From fragile to mobile: Lynx population may be on the move

Recently recorded evidence suggests critically endangered species is branching out

The motion-capture image of Fontana, a female Iberian lynx, in Castilla-La Mancha in April.
The motion-capture image of Fontana, a female Iberian lynx, in Castilla-La Mancha in April.

The critically endangered Iberian lynx rarely ventures out of his Andalusian refuges of Doñana and Andújar. But on April 19, a motion-capture camera recorded one in the southern part of Ciudad Real. It was Fontana, a female born in 2009 in Andújar-Cardeña, who had last been photographed in 2010. Fontana was caught on film when she came near a log that had been soaked with lynx urine, a technique used to attract this elusive animal towards the cameras that biologists employ to follow up on the species.

This is not the first time that lynxes have been seen in Castilla-La Mancha. In 2008, there were a few sightings in the Montes de Toledo range. It was said at the time that there were at least 15 animals and three breeding territories. But official information now points to an unknown number of isolated individuals. In the meantime, the regional government is working on two projects to restore the Iberian lynx’s historical habitat.

A years-long study by Luis Garzón, a natural history scholar from CBD-Hábitat Foundation, also detected these felines in the regions of Extremadura and Castilla y León, more specifically in northern Cáceres and southern Salamanca, along a route that rises up from the Tajo River Valley and crosses the Tiétar River Valley, Jerte River Valley, the Tormantos Sierra, Béjar, the valleys of Alagón and Ambroz, and all the way to Granadilla.

Researchers estimate that this one million hectares of land is home to at least 30 to 50 individuals. These are isolated populations that fall outside the close control that Iberian lynxes are under in Andalusia, where there were 300 living in the wild and 96 at breeding centers in 2011.

This increases the chances of recovering the distribution the Iberian lynx used to have"

Garzón and his team interviewed farmers, ranchers, hunters and shepherds; they located lynx tracks and feces, and they went out at night to listen to the animals between December and February, when they are in heat. “The presence of the species in these spots greatly increases the possibilities of recovering the distribution the Iberian lynx used to have before populations started to decline,” indicates Garzón.

But this means taking measures such as preserving the pastures, controlling the use of herbicides on crops, forbidding rabbit hunting and ensuring that new infrastructure is less harmful to the species.

> Work order 1
According to the lynx article, in what year was Fontana born?
> Work order 2
Reproduce the part of the lynx article from "The critically endangered" up to and including "on the species.", unchanged.

> Provided information

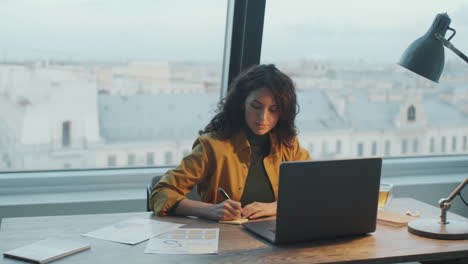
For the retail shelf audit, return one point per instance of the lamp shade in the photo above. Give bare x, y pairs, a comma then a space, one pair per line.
425, 56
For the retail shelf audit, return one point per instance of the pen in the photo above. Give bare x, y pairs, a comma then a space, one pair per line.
223, 192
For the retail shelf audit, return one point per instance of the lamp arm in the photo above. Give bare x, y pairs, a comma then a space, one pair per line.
444, 203
457, 190
451, 47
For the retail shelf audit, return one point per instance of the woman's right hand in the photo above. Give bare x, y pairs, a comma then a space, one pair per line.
227, 210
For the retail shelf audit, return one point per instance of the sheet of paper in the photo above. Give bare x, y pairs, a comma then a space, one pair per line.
133, 231
239, 221
47, 250
185, 241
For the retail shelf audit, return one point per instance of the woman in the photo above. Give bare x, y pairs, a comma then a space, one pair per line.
240, 150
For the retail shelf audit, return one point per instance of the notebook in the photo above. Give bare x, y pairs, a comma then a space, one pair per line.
47, 250
322, 200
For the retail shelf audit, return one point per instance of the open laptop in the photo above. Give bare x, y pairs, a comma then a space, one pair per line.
323, 199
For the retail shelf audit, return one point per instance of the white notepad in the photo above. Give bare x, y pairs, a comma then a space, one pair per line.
47, 250
133, 231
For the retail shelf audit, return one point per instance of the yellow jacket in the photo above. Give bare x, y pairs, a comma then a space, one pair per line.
217, 163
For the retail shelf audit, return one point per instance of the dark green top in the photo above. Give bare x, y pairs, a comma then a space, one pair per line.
257, 186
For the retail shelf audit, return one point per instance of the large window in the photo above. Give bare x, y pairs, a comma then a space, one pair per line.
96, 84
343, 57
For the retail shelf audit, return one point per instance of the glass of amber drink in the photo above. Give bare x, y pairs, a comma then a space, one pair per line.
385, 195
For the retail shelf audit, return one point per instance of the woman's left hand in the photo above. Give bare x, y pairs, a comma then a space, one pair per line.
256, 210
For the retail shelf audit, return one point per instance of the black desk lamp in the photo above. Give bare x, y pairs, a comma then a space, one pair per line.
443, 229
425, 56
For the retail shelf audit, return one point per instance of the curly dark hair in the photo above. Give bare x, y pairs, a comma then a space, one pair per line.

> Answer 1
2009

> Answer 2
The critically endangered Iberian lynx rarely ventures out of his Andalusian refuges of Doñana and Andújar. But on April 19, a motion-capture camera recorded one in the southern part of Ciudad Real. It was Fontana, a female born in 2009 in Andújar-Cardeña, who had last been photographed in 2010. Fontana was caught on film when she came near a log that had been soaked with lynx urine, a technique used to attract this elusive animal towards the cameras that biologists employ to follow up on the species.